DOCUMENT PASSAGE:
________________________________________

PROMOTERS’ PROTEST: Though the city administration worked with industry players to craft their ordinance, advertisers came before the commission to speak out against proposed murals fees. The commissioner and administrators proposed charging about $8,000-$10,000 a month for murals permits. Advertisers say they couldn’t afford that, though they’ve been paying hundreds of dollars in daily fines to hang illegal murals. City officials insisted industry players show proof they can’t handle the cost, though Mr. Sarnoff said they so far refuse to disclose numbers.
STILL HANDLING IT: An ordinance that would have banned panhandling in certain areas of downtown Miami was pulled from last week’s Miami commission agenda. Chairman Joe Sanchez, also chair of the Downtown Development Authority, which proposed the law, said "we’re going to take it back and fine tune it a little bit." The proposed boundaries have already been tweaked in fear the law could be deemed unconstitutional, but the authority wants to continue to work "to make sure it meets constitutional challenges," he said. Passive panhandling has First Amendment protection. Mr. Sanchez said he’d also like to look more at the potential fiscal impact of implementing the ordinance. He called for detailed fiscal reports on all future proposed laws.
WATCH OUT: In an acknowledgement of an epidemic of requests to increase previously approved city contracts to accommodate for cost overruns, Miami commissioners warned city administrators to keep an eye on a new deal. They agreed to hire V.I.P. Painting to re-caulk the exterior windows and walls of the city’s downtown administration building for about $76,300. But the fact that the company’s bid was about 80% less than others’ was cause for concern. "This is one that we need to look for change orders," Commissioner Marc Sarnoff said. "I want to know that this is going to be finished at $76,300." Commissioner Angel Gonzalez chimed in that "my concern is the same." Purchasing Director Glenn Marcos assured them that he made the company’s representative "reaffirm the fact that he will stick to the low bid. I made it very clear the city will not be allowing any change orders on the project." The company, he said, got "positive reviews" from references and is known to do projects "on and under budget."
DOWNTOWN ENHANCEMENTS: Areas of downtown Miami could one day offer free wireless Internet service courtesy of the Downtown Development Authority. The board is looking into the cost of providing the service, with Flagler Street and Bayfront Park in mind. Miami-Dade County Commission Chairman Bruno Barreiro is also seeking funding to help expand the authority’s Downtown Enhancement Team and ambassador program, board member Jose Goyanes said. Also in the works: a $1 million landscaping and pedestrian improvement project on Brickell Avenue and new trashcans for the downtown streets.

________________________________________

WORK INSTRUCTIONS:
1. Translate this sentence from the Miami city news passage into Spanish: "Passive panhandling has First Amendment protection."
2. Please transcribe the part of the Miami city news passage that opens with the words containing "PROMOTERS’ PROTEST: Though" and closes with "to disclose numbers.".
These lines are separate material, apart from the Miami city news passage.

STORED DATA:

________________________________________

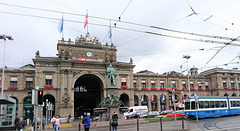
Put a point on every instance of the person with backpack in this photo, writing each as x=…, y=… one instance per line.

________________________________________

EXERCISE RESULTS:
1. La mendicidad pasiva tiene protección de la Primera Enmienda.

2.
PROMOTERS’ PROTEST: Though the city administration worked with industry players to craft their ordinance, advertisers came before the commission to speak out against proposed murals fees. The commissioner and administrators proposed charging about $8,000-$10,000 a month for murals permits. Advertisers say they couldn’t afford that, though they’ve been paying hundreds of dollars in daily fines to hang illegal murals. City officials insisted industry players show proof they can’t handle the cost, though Mr. Sarnoff said they so far refuse to disclose numbers.